■ DESCRIPTION OF THE TASK:
Find the string "window" in the listing below and return each line it appears in.

■ MATERIAL FOR THIS TASK:
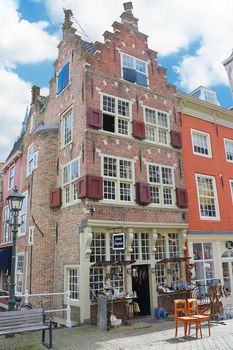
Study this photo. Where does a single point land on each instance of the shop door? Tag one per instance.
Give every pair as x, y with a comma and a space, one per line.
140, 284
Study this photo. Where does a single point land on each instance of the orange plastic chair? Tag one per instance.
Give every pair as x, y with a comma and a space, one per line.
192, 307
180, 306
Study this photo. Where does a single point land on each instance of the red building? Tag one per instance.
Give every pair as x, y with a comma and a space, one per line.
207, 136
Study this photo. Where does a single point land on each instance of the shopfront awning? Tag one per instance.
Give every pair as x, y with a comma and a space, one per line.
5, 258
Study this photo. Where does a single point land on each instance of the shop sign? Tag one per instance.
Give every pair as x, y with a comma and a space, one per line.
229, 245
118, 241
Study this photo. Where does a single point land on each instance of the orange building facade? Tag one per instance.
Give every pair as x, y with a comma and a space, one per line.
207, 137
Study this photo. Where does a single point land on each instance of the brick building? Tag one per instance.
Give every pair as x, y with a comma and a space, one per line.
207, 132
102, 173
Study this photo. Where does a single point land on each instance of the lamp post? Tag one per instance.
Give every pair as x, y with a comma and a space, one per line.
15, 202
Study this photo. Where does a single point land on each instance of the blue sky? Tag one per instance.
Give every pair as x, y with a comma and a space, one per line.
190, 45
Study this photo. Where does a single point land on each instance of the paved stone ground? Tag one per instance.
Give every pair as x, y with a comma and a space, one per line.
144, 335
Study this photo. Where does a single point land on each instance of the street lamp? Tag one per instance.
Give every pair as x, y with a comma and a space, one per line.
15, 202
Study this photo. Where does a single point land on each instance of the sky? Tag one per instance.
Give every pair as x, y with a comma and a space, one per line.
192, 39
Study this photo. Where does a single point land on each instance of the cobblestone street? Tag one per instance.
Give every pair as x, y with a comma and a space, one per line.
142, 335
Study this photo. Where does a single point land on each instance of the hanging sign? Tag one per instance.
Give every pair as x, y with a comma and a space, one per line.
229, 245
118, 241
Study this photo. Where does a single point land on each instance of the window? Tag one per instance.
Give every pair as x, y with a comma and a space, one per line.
73, 282
118, 179
201, 143
98, 247
157, 126
231, 189
63, 78
19, 273
141, 247
204, 263
32, 122
31, 235
71, 173
227, 270
134, 70
167, 246
207, 197
161, 179
6, 237
23, 215
67, 128
116, 115
11, 177
229, 149
32, 160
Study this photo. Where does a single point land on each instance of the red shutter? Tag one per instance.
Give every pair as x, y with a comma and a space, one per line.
55, 198
138, 129
143, 196
95, 118
82, 187
181, 198
91, 187
176, 139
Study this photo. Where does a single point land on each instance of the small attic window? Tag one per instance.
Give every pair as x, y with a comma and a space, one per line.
134, 70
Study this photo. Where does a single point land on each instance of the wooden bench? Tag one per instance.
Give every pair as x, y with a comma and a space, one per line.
14, 322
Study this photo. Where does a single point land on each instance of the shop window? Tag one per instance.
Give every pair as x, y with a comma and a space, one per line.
227, 270
19, 273
63, 78
6, 236
96, 281
207, 197
134, 70
70, 175
116, 115
11, 177
157, 126
118, 179
73, 282
141, 247
98, 247
201, 143
161, 180
228, 150
204, 263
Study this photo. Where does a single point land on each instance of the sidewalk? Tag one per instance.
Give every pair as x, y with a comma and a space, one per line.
145, 334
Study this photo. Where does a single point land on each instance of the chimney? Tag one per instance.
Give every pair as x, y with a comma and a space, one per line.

■ SOLUTION TO THIS TASK:
Study this photo. Where does a single point land on each instance of the window? Tag one per instance.
Study this photo. Where does a single point land on each instance of the small attic window? Tag one per instance.
Study this photo. Where does a single point land on each instance of the shop window? Tag one per instance.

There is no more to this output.